__Your task__.
Below is a listing. Quote from it, exactly, the lines from the one containing "of the yellow" down to the one containing "Target: mechanic", both ends included, and nothing else.
START Data extracts
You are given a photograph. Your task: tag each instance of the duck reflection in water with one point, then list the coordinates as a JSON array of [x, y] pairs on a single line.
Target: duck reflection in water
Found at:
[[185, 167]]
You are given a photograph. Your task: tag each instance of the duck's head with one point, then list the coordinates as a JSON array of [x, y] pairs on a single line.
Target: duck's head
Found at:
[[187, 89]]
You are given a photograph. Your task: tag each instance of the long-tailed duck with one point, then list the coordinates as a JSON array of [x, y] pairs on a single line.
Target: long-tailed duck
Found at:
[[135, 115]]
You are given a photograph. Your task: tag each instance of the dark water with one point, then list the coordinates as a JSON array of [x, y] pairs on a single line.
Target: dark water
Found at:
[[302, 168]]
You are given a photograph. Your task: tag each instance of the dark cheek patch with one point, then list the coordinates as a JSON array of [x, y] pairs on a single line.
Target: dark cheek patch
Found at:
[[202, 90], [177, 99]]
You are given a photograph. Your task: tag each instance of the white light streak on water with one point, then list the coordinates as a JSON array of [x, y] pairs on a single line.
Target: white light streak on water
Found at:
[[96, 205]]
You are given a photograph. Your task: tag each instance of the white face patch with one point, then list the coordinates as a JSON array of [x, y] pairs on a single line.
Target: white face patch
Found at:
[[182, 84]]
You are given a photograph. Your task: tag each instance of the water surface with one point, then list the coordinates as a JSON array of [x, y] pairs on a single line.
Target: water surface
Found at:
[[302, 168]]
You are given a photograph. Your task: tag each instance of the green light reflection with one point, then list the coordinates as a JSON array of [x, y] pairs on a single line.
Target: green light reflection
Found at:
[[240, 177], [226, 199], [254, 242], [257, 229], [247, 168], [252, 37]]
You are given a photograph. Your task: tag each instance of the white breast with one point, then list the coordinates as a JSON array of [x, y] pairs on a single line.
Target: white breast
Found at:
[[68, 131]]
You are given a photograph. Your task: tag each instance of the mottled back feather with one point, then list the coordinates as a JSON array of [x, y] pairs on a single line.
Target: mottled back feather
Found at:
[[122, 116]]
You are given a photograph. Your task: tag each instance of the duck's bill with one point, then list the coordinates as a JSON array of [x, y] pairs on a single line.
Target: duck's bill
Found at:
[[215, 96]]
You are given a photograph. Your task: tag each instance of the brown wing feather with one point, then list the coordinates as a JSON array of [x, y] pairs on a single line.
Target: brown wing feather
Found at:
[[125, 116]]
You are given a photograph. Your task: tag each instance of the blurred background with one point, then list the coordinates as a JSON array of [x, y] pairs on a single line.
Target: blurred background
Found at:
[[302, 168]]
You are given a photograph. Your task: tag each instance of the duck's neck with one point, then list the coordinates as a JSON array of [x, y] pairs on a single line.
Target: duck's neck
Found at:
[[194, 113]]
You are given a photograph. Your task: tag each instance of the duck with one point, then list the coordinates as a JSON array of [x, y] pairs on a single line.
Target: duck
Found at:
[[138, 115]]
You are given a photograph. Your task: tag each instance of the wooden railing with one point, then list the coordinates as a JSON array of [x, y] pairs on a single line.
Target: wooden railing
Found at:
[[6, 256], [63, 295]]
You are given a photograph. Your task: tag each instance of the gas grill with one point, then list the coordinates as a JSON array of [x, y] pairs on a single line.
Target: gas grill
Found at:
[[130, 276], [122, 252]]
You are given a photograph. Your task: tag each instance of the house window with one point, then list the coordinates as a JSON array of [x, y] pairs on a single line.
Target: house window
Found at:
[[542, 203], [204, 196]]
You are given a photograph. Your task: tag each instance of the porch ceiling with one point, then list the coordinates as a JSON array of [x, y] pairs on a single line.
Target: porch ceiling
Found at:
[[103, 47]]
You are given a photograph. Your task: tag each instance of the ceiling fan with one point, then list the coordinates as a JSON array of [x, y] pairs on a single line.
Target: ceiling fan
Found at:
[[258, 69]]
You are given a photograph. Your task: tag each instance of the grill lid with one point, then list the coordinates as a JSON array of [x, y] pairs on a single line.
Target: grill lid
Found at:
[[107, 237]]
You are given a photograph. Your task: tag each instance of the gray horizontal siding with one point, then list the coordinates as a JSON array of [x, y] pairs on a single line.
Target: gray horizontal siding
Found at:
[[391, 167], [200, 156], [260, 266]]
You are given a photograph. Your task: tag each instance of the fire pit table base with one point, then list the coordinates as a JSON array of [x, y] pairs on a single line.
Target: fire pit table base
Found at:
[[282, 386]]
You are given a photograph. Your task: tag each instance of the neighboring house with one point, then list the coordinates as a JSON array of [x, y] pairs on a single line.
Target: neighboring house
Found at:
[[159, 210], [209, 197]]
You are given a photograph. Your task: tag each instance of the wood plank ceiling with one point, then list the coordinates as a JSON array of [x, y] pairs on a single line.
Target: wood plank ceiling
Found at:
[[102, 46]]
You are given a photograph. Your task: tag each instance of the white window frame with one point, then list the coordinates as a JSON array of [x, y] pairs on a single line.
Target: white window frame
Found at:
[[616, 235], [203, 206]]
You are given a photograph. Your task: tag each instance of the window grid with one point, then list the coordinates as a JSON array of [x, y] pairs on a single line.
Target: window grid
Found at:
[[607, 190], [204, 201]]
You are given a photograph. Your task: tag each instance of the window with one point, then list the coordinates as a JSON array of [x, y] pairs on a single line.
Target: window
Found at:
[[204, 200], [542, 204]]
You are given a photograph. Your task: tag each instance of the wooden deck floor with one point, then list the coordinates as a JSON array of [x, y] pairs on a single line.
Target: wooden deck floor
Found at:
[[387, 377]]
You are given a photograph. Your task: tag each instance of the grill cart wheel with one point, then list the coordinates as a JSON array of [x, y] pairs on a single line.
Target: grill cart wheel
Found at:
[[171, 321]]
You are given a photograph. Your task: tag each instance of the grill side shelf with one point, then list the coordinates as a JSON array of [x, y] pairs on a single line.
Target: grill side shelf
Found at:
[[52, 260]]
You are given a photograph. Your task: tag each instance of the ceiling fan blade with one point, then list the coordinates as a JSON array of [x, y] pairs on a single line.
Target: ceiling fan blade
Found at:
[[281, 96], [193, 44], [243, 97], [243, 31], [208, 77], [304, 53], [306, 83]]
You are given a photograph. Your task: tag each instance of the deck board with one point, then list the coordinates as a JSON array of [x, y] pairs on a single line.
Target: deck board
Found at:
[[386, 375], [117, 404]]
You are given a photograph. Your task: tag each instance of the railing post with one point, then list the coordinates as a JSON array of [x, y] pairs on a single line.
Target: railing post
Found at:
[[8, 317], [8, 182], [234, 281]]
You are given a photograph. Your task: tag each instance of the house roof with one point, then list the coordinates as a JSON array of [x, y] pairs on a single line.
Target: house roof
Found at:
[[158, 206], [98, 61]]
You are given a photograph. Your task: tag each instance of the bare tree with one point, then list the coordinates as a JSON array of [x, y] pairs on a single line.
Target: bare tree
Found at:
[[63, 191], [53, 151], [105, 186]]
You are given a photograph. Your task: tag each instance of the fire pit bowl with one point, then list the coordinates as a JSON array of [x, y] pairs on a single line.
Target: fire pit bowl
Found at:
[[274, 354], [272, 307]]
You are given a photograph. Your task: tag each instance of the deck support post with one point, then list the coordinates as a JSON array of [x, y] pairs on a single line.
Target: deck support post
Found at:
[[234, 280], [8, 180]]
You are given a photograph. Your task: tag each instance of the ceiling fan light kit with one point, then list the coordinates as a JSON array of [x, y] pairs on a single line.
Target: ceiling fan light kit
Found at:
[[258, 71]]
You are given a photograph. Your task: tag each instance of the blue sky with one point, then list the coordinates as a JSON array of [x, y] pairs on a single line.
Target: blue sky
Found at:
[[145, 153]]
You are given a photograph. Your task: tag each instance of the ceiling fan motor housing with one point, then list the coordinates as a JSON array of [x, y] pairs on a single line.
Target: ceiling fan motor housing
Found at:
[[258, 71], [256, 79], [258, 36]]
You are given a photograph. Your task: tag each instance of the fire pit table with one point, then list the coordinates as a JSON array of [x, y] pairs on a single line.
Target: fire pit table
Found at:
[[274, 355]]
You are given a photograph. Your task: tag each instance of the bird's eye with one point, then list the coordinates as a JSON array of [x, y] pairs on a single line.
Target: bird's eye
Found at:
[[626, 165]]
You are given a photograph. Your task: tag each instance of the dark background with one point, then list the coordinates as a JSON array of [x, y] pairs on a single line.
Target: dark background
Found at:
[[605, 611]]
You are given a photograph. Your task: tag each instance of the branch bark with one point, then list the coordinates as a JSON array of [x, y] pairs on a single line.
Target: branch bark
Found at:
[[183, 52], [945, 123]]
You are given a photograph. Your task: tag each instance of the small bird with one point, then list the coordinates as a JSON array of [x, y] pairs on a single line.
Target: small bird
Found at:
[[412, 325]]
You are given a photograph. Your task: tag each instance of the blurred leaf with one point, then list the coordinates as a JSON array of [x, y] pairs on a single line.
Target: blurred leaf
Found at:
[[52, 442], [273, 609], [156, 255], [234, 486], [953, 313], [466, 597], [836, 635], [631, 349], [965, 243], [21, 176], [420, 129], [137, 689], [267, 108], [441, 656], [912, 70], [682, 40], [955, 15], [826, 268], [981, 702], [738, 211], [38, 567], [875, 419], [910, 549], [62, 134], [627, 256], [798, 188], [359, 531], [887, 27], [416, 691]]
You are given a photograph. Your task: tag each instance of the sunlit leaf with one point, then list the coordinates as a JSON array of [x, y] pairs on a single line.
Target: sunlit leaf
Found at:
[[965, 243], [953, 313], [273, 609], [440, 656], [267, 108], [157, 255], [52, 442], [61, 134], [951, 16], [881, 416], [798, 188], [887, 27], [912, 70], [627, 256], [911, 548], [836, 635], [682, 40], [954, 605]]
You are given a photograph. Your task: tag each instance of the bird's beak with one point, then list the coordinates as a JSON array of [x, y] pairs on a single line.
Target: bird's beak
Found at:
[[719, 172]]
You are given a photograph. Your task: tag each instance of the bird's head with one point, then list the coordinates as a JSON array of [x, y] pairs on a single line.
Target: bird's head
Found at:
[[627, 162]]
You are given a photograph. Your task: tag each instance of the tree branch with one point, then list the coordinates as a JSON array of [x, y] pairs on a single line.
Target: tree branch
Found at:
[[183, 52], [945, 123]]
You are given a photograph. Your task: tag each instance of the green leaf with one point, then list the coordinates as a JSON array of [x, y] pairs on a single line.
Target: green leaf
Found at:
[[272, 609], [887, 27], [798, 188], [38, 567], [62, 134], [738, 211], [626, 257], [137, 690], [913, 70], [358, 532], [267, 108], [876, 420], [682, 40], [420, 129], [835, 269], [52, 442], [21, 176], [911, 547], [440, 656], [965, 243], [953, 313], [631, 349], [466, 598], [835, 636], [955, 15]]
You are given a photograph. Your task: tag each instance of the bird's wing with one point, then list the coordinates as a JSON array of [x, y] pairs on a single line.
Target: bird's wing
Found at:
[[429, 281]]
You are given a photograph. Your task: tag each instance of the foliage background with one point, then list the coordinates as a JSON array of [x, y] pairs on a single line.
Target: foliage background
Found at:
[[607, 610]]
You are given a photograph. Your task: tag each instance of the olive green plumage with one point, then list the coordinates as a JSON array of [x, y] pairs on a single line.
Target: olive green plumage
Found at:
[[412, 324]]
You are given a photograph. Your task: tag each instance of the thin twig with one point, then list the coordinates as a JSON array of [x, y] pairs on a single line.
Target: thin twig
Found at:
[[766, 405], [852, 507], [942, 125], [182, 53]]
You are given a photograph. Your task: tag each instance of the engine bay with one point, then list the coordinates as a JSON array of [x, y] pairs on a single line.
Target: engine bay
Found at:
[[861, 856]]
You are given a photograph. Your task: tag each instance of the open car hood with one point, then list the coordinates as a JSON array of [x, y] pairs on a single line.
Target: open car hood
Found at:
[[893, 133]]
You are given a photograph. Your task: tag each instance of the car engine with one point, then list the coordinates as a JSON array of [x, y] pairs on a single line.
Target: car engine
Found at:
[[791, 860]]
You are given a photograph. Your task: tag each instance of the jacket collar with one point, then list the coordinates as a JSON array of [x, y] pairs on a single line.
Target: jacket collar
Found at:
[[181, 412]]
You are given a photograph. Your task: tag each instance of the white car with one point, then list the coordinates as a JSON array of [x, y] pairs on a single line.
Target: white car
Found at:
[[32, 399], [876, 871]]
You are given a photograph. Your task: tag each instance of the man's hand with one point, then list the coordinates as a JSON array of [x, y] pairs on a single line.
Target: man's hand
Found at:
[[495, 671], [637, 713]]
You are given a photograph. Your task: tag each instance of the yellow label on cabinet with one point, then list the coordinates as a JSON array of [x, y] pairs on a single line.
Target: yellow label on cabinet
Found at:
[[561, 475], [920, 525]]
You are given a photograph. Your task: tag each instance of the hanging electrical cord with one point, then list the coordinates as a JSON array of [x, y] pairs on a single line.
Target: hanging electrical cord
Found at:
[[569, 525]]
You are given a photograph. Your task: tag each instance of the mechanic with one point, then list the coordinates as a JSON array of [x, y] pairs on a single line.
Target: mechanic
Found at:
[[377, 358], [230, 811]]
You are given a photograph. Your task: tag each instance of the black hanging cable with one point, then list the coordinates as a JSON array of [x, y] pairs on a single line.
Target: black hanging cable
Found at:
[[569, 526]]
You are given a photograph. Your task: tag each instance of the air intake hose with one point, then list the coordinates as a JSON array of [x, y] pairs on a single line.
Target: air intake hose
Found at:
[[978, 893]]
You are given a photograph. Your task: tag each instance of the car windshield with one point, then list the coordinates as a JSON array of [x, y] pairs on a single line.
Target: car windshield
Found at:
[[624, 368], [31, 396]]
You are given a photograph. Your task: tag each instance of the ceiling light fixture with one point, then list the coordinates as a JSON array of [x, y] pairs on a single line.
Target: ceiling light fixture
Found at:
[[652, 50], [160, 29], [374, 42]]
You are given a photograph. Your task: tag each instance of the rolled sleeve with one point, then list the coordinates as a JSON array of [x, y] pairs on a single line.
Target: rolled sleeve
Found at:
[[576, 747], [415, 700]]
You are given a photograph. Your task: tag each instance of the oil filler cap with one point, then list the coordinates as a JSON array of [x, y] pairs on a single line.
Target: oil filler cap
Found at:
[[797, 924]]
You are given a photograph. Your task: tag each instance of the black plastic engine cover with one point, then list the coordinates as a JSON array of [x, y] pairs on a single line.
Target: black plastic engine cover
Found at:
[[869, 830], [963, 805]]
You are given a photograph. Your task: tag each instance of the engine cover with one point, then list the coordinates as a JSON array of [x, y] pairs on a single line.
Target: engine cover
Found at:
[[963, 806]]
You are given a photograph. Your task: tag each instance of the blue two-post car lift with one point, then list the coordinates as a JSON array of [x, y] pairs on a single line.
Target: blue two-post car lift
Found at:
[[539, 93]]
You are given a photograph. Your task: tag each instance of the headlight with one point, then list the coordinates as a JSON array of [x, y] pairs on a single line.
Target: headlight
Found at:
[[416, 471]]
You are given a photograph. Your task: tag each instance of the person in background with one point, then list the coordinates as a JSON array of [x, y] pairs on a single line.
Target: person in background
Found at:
END Data extracts
__Response__.
You are given a photograph. Your task: tag each instance of the yellow label on cabinet with one point, then list the coordinates as a JSON array of [x, y] pairs on a single line.
Target: yellow label on cabinet
Found at:
[[561, 475], [920, 525]]
You are given a photograph. Your task: tag each instance of the hanging electrical cord with one point, then list the coordinates as a JSON array of [x, y] pairs on a single line.
Target: hanging electrical cord
Found at:
[[569, 525]]
You are given a photograph. Your task: tag each instance of the mechanic with one point, then list the coordinates as a JSON array of [x, y] pairs on a single line.
Target: mechanic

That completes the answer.